• Exercise description: Please copy out the listing below, swapping "drop a marker" for "place a pin" wherever it occurs and changing nothing else. Leave the pictures out of your answer.
— START OF Excerpted records —
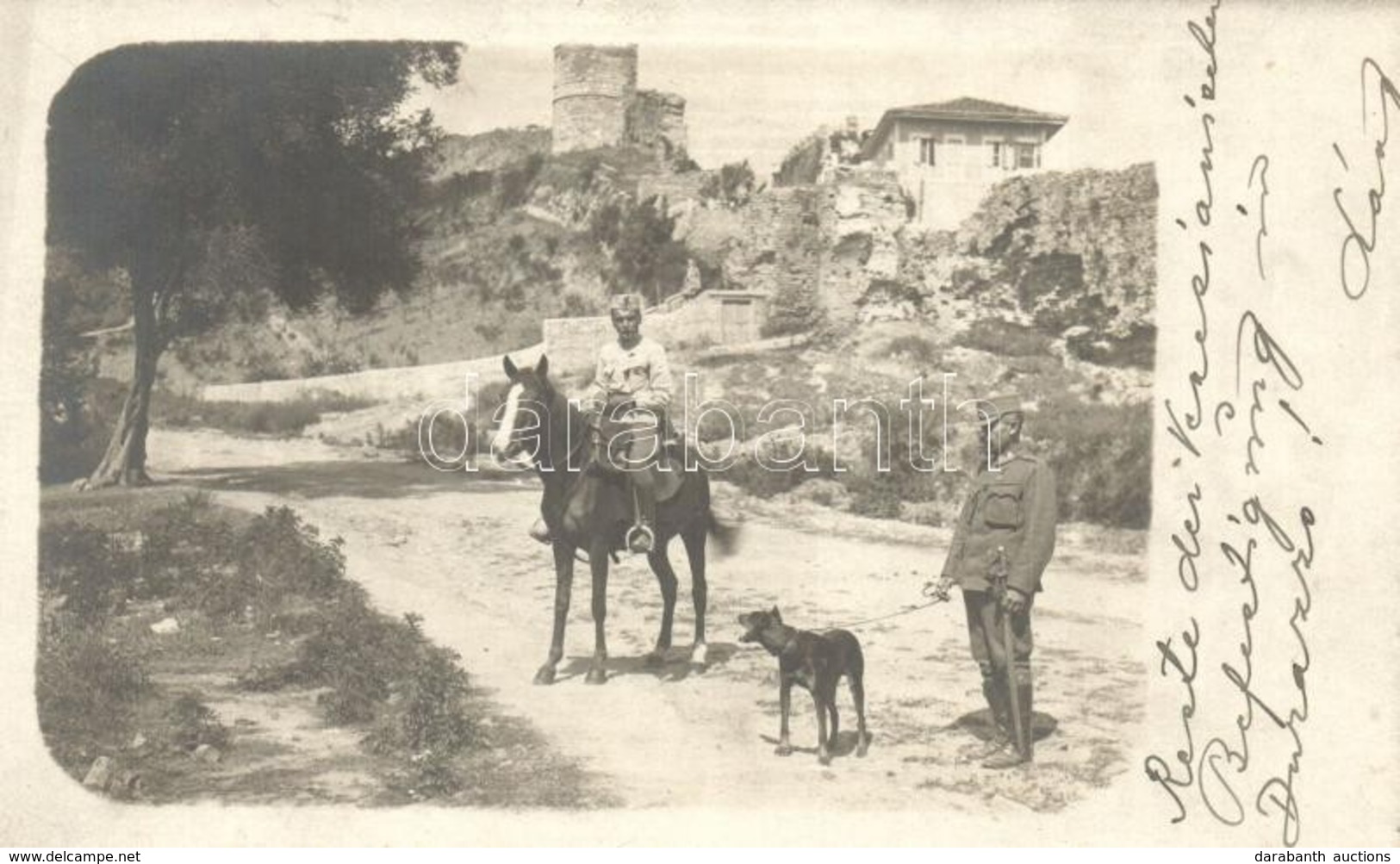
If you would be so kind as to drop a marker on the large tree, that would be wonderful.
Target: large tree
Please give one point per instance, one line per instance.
(212, 174)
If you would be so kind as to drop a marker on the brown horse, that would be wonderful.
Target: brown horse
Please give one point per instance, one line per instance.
(589, 510)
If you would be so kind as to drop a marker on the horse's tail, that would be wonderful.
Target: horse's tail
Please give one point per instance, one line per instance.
(724, 532)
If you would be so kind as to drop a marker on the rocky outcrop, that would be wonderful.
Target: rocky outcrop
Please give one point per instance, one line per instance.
(1071, 254)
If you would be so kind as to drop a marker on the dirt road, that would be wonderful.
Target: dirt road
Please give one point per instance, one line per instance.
(454, 550)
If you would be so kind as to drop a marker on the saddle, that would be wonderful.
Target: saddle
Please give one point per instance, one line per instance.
(618, 433)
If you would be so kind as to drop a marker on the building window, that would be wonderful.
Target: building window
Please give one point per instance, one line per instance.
(927, 153)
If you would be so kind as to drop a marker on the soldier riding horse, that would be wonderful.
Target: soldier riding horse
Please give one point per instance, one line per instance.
(589, 507)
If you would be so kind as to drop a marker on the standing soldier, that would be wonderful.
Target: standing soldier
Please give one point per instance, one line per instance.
(1001, 546)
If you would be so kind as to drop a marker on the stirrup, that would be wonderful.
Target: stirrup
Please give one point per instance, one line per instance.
(640, 538)
(1008, 758)
(539, 531)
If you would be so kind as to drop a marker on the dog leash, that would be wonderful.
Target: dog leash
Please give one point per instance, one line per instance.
(936, 598)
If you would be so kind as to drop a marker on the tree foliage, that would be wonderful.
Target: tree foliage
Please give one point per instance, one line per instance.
(219, 176)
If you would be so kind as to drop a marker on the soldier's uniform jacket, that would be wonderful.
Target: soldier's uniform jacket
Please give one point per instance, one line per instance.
(640, 371)
(1011, 507)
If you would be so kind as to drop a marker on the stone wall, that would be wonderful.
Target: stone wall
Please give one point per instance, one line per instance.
(594, 90)
(656, 123)
(571, 344)
(681, 190)
(436, 381)
(862, 216)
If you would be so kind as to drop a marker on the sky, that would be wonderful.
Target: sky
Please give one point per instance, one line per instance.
(757, 80)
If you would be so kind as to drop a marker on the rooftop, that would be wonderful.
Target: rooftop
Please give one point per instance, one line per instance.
(963, 108)
(967, 108)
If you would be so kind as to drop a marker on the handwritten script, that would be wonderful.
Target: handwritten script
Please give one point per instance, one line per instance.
(1238, 656)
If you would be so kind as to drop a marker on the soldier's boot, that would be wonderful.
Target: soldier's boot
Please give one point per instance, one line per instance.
(994, 692)
(643, 537)
(1024, 754)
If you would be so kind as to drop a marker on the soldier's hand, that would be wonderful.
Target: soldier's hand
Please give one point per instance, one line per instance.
(1014, 601)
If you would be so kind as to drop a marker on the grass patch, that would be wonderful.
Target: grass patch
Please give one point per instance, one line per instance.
(73, 449)
(231, 583)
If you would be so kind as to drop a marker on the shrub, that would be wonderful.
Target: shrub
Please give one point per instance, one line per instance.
(731, 185)
(258, 418)
(1102, 456)
(918, 351)
(84, 568)
(190, 723)
(87, 687)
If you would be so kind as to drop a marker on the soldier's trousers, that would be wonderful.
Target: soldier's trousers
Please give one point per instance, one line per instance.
(986, 633)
— END OF Excerpted records —
• Answer to the task:
If you would be so kind as to place a pin on the large tree, that would be wonderful.
Target: large tree
Please give one point per instance, one line per instance.
(212, 174)
If you would be so kind as to place a pin on the brown horse, that would be wonderful.
Target: brown horse
Please give one point per instance, one line per instance.
(589, 510)
If you would be so kind as to place a pin on the horse's tail, that would be wonderful.
Target: horse's tail
Please give one point per instance, one line per instance.
(724, 532)
If you would be so kind as to place a pin on the rocky outcrop, that would be wonderful.
Target: rocky outcrop
Please give one point per instance, one line per instance.
(1071, 254)
If you would be so kind as to place a pin on the dirt road, that would be wonderful.
Target: dirt road
Please give one point per instance, one line per instance.
(454, 550)
If you would be so kind as to place a pin on the saddle, that would be wonderful.
Target: saddle
Please give one point per instance, one line per instance.
(618, 433)
If you would be so kind as to place a pin on the building window, that would be wonderful.
Target: building window
Please give one point per instance, one line per instance.
(927, 153)
If you would be so kind as to place a pin on the soldier riding horse, that would be wonderful.
Target: soldier riding horse
Please give one point per instance, one line per instance.
(589, 507)
If you would be so kind as to place a pin on the standing soldier, that would be wonderful.
Target: standing soldier
Please give one point per instance, one line per instance.
(1001, 546)
If you would be so kind as to place a pin on the stirrup, that would be wonderful.
Target: stirrup
Please give one point per instance, one line per instance.
(640, 538)
(1008, 758)
(539, 531)
If you would be so kind as to place a pin on the dog leash, that would be wonderful.
Target: dog leash
Please give one point per instance, one line per instance.
(936, 598)
If you would be so kind as to place a pin on the tree foliage, that would be wonderful.
Target: tree foliage
Please give one point per instance, one line per instance.
(219, 176)
If you would be so kind as to place a pin on the soldier's uniform jacket, that would be wonderful.
Target: soldier's uniform jacket
Please give one point per instance, one line per instance.
(640, 371)
(1011, 507)
If you would be so kind as to place a pin on the stone wall, that would be wonderful.
Target: stone wall
Please give one point per instance, one line per instance.
(594, 90)
(656, 123)
(571, 344)
(681, 190)
(436, 381)
(862, 216)
If you would be so kind as to place a pin on the sky, that would be wonderful.
Target: sky
Please give one point per instance, one line per instance.
(757, 80)
If you would be so kind as to place a pin on the rooftop, that would be wonderful.
Target: rooftop
Please give one point per instance, one line per instance.
(963, 108)
(967, 108)
If you would be so kind as to place a pin on the handwritten script, that would be wonderful.
Target: handwritten script
Please give one point per instance, one line per instance.
(1238, 656)
If you would be so kind as to place a pin on the soldier's boot, that would be wonderful.
Target: soldier's boot
Please give one point per instance, one line per instance.
(994, 692)
(643, 537)
(1024, 754)
If you would be so kind as to place a pin on the soldier's hand, that would be wonderful.
Target: soldier's hand
Please give one point per instance, one line per instance.
(1014, 601)
If you would be so kind as to place a pin on the grass patch, that would be wonderful.
Target: grass patch
Please give one point per instance, one line per instance.
(73, 449)
(231, 583)
If you would be so kind as to place a pin on the shrub, that would be wonderful.
Target: shrub
Please give one point per instance, one line per instance.
(731, 185)
(258, 418)
(1102, 456)
(918, 351)
(84, 568)
(190, 723)
(87, 687)
If you would be so kind as to place a pin on the soldier's trousers, that would be wonderful.
Target: soldier's trousers
Please give one point per instance, one line per instance.
(986, 633)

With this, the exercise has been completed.